• **Items from a labeling collection**
--- START ---
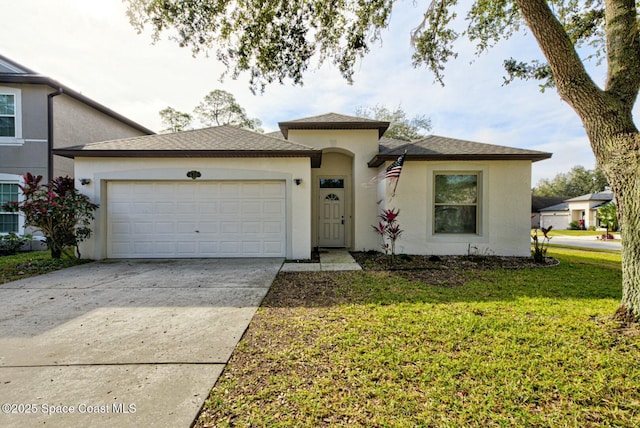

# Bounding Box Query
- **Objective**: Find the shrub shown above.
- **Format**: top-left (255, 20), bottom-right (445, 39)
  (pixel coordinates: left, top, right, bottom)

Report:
top-left (0, 232), bottom-right (32, 256)
top-left (371, 209), bottom-right (403, 264)
top-left (531, 226), bottom-right (553, 263)
top-left (4, 173), bottom-right (98, 259)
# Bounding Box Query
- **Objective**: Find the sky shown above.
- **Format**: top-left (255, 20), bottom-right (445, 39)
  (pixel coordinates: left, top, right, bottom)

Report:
top-left (0, 0), bottom-right (620, 186)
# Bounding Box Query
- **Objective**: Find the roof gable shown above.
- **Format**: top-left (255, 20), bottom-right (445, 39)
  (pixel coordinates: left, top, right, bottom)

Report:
top-left (54, 125), bottom-right (322, 165)
top-left (0, 55), bottom-right (37, 74)
top-left (278, 113), bottom-right (389, 138)
top-left (369, 135), bottom-right (551, 167)
top-left (567, 190), bottom-right (613, 202)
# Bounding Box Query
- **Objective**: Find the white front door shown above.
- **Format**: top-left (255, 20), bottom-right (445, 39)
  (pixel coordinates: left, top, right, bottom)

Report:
top-left (318, 188), bottom-right (344, 247)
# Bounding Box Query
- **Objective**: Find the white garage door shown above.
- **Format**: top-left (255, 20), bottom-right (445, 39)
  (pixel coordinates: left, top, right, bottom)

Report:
top-left (107, 181), bottom-right (286, 258)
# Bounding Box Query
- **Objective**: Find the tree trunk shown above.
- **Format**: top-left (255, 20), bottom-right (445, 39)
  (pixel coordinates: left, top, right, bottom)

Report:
top-left (516, 0), bottom-right (640, 321)
top-left (598, 133), bottom-right (640, 321)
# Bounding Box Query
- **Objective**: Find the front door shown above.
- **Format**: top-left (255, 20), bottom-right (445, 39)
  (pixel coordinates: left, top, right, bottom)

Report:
top-left (318, 180), bottom-right (345, 247)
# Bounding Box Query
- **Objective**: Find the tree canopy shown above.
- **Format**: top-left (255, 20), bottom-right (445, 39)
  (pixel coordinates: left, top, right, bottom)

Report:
top-left (160, 107), bottom-right (193, 132)
top-left (159, 89), bottom-right (262, 132)
top-left (356, 105), bottom-right (431, 141)
top-left (533, 165), bottom-right (609, 198)
top-left (194, 89), bottom-right (262, 129)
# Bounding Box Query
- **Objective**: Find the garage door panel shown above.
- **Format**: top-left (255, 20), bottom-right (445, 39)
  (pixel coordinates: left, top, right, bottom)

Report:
top-left (107, 182), bottom-right (286, 258)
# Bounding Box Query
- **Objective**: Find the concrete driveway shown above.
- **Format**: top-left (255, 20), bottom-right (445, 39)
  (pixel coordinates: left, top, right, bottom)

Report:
top-left (0, 259), bottom-right (282, 427)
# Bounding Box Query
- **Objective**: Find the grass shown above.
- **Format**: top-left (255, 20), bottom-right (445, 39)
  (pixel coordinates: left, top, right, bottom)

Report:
top-left (0, 251), bottom-right (90, 284)
top-left (196, 248), bottom-right (640, 427)
top-left (538, 229), bottom-right (619, 236)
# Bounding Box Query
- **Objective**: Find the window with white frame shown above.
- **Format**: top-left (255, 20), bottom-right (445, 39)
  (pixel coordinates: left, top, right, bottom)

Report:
top-left (433, 172), bottom-right (480, 234)
top-left (0, 183), bottom-right (20, 233)
top-left (0, 87), bottom-right (22, 142)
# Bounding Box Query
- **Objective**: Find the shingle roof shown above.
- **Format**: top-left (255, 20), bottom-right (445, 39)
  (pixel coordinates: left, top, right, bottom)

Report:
top-left (540, 202), bottom-right (569, 212)
top-left (54, 125), bottom-right (322, 166)
top-left (278, 113), bottom-right (389, 138)
top-left (369, 135), bottom-right (551, 167)
top-left (531, 195), bottom-right (567, 212)
top-left (567, 190), bottom-right (613, 202)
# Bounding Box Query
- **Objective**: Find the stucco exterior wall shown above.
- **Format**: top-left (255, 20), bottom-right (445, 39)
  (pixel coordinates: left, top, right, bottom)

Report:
top-left (372, 161), bottom-right (531, 256)
top-left (289, 129), bottom-right (379, 250)
top-left (53, 94), bottom-right (150, 177)
top-left (75, 158), bottom-right (311, 260)
top-left (0, 83), bottom-right (47, 176)
top-left (0, 83), bottom-right (150, 177)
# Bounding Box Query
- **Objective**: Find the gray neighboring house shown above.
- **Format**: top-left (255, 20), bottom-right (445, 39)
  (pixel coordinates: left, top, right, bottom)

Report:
top-left (540, 190), bottom-right (614, 229)
top-left (0, 55), bottom-right (154, 234)
top-left (531, 195), bottom-right (567, 229)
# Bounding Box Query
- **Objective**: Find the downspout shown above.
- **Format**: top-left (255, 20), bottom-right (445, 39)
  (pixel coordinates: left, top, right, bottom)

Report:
top-left (47, 88), bottom-right (64, 181)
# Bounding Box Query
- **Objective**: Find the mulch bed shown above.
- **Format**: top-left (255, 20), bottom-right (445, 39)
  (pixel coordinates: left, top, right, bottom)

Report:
top-left (351, 251), bottom-right (558, 271)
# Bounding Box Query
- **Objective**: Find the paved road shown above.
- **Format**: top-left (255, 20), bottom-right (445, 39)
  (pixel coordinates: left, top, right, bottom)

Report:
top-left (0, 259), bottom-right (282, 427)
top-left (550, 236), bottom-right (622, 251)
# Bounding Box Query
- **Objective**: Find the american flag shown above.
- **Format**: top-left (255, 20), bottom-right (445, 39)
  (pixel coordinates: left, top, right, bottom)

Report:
top-left (384, 152), bottom-right (407, 178)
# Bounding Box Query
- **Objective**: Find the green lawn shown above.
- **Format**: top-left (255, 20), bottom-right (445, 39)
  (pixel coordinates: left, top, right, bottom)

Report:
top-left (0, 251), bottom-right (90, 284)
top-left (532, 229), bottom-right (618, 236)
top-left (197, 248), bottom-right (640, 427)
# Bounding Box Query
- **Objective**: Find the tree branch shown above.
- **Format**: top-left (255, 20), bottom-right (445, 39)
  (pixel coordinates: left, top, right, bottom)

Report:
top-left (516, 0), bottom-right (603, 115)
top-left (605, 0), bottom-right (640, 109)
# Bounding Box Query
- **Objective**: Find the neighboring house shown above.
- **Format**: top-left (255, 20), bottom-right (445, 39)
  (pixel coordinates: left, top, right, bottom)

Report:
top-left (531, 195), bottom-right (567, 229)
top-left (0, 55), bottom-right (153, 234)
top-left (55, 113), bottom-right (551, 259)
top-left (540, 190), bottom-right (613, 229)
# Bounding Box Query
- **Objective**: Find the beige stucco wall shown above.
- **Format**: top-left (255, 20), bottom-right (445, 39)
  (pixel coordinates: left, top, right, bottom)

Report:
top-left (0, 83), bottom-right (150, 177)
top-left (377, 161), bottom-right (531, 256)
top-left (289, 129), bottom-right (378, 250)
top-left (53, 94), bottom-right (150, 177)
top-left (0, 83), bottom-right (49, 177)
top-left (75, 158), bottom-right (311, 260)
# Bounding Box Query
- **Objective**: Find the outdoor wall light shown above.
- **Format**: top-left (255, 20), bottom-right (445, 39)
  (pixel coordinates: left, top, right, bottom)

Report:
top-left (187, 170), bottom-right (202, 180)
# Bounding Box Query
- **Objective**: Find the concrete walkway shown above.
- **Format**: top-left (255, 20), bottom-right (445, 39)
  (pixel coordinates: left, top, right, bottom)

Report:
top-left (0, 259), bottom-right (282, 427)
top-left (280, 248), bottom-right (362, 272)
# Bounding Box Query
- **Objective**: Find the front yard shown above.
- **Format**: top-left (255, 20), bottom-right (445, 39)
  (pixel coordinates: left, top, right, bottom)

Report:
top-left (0, 251), bottom-right (91, 284)
top-left (196, 248), bottom-right (640, 427)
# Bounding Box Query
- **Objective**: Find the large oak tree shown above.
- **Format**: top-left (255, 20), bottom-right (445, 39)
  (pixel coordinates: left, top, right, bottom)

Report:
top-left (125, 0), bottom-right (640, 319)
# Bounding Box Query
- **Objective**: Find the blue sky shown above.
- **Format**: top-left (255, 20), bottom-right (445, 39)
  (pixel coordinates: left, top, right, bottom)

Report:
top-left (0, 0), bottom-right (616, 185)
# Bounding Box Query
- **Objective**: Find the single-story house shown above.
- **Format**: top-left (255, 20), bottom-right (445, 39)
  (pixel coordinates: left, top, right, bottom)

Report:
top-left (540, 190), bottom-right (613, 229)
top-left (531, 195), bottom-right (567, 229)
top-left (55, 113), bottom-right (551, 259)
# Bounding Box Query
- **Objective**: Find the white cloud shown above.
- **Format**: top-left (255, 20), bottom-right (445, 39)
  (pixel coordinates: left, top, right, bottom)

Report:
top-left (0, 0), bottom-right (616, 183)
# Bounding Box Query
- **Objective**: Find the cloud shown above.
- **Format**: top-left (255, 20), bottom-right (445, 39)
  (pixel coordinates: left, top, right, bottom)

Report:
top-left (0, 0), bottom-right (616, 183)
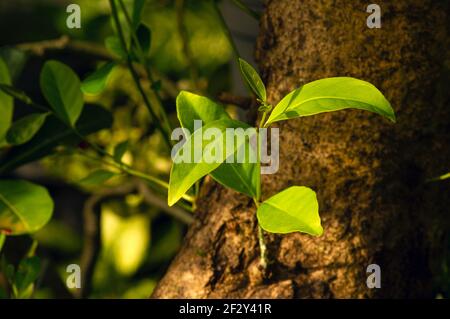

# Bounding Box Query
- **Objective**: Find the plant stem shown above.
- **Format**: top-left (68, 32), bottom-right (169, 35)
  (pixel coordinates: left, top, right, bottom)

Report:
top-left (0, 233), bottom-right (6, 252)
top-left (109, 0), bottom-right (172, 149)
top-left (233, 0), bottom-right (261, 21)
top-left (253, 197), bottom-right (267, 271)
top-left (71, 148), bottom-right (195, 203)
top-left (119, 0), bottom-right (172, 136)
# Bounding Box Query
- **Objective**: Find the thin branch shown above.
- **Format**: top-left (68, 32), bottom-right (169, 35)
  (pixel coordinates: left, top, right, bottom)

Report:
top-left (137, 181), bottom-right (194, 225)
top-left (14, 35), bottom-right (114, 60)
top-left (109, 0), bottom-right (172, 149)
top-left (119, 0), bottom-right (172, 136)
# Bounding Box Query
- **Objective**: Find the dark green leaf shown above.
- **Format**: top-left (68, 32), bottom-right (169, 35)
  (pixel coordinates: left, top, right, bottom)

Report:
top-left (0, 180), bottom-right (53, 235)
top-left (6, 113), bottom-right (49, 145)
top-left (0, 58), bottom-right (14, 142)
top-left (256, 186), bottom-right (323, 236)
top-left (14, 256), bottom-right (41, 295)
top-left (0, 105), bottom-right (112, 173)
top-left (40, 61), bottom-right (84, 126)
top-left (113, 141), bottom-right (128, 163)
top-left (266, 77), bottom-right (395, 126)
top-left (81, 62), bottom-right (116, 94)
top-left (239, 58), bottom-right (267, 102)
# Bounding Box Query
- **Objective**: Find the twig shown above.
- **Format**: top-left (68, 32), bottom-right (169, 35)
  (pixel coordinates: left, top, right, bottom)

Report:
top-left (14, 35), bottom-right (114, 60)
top-left (137, 181), bottom-right (194, 225)
top-left (119, 0), bottom-right (172, 143)
top-left (109, 0), bottom-right (172, 149)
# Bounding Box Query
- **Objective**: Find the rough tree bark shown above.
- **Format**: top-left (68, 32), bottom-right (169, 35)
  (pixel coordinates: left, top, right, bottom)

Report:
top-left (153, 0), bottom-right (450, 298)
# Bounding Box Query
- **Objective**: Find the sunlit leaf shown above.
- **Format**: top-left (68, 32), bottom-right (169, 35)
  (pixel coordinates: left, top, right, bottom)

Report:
top-left (40, 61), bottom-right (84, 126)
top-left (266, 77), bottom-right (395, 125)
top-left (168, 119), bottom-right (253, 206)
top-left (0, 180), bottom-right (53, 235)
top-left (256, 186), bottom-right (323, 236)
top-left (239, 59), bottom-right (267, 102)
top-left (177, 91), bottom-right (260, 197)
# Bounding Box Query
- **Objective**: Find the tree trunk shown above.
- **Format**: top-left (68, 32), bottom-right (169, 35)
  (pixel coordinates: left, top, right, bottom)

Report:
top-left (153, 0), bottom-right (450, 298)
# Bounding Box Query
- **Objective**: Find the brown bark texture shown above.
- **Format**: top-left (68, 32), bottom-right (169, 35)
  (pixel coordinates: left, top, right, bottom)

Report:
top-left (153, 0), bottom-right (450, 298)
--- END ---
Copy the data from its first line through the line that contains "top-left (318, 180), bottom-right (345, 247)", including that line. Leave the pictures out of your copy.

• **Solution below**
# Bounding Box Query
- **Objective**: Find the shrub shown above.
- **Format**: top-left (255, 20), bottom-right (445, 39)
  (pixel coordinates: left, top, right, bottom)

Report:
top-left (0, 232), bottom-right (32, 256)
top-left (371, 209), bottom-right (403, 264)
top-left (531, 226), bottom-right (553, 263)
top-left (4, 173), bottom-right (98, 259)
# Bounding Box Query
- **Objective**: Find the sky shown above.
- **Format**: top-left (255, 20), bottom-right (445, 39)
  (pixel coordinates: left, top, right, bottom)

Report:
top-left (0, 0), bottom-right (620, 186)
# Bounding Box Query
- **Objective**: Find the roof gable shown above.
- **Format**: top-left (255, 20), bottom-right (445, 39)
  (pixel coordinates: left, top, right, bottom)

Report:
top-left (54, 125), bottom-right (322, 165)
top-left (0, 55), bottom-right (37, 74)
top-left (278, 113), bottom-right (389, 138)
top-left (369, 135), bottom-right (551, 167)
top-left (567, 190), bottom-right (613, 202)
# Bounding Box Query
- **Objective**: Find the white front door shown above.
- **Format**: top-left (255, 20), bottom-right (445, 39)
  (pixel coordinates: left, top, right, bottom)

Report:
top-left (318, 188), bottom-right (344, 247)
# Bounding Box Query
- **Objective**: Find the white garage door shown above.
- **Format**: top-left (255, 20), bottom-right (445, 39)
  (pixel coordinates: left, top, right, bottom)

Report:
top-left (107, 181), bottom-right (286, 258)
# Bounding Box Query
- **Objective**: Find the tree trunk shown above.
- **Format**: top-left (255, 20), bottom-right (445, 39)
  (pixel coordinates: left, top, right, bottom)

Report:
top-left (516, 0), bottom-right (640, 321)
top-left (598, 133), bottom-right (640, 321)
# Bounding Box Query
- **Objective**: Find the front door shown above.
- **Format**: top-left (255, 20), bottom-right (445, 39)
  (pixel coordinates: left, top, right, bottom)

Report:
top-left (318, 180), bottom-right (345, 247)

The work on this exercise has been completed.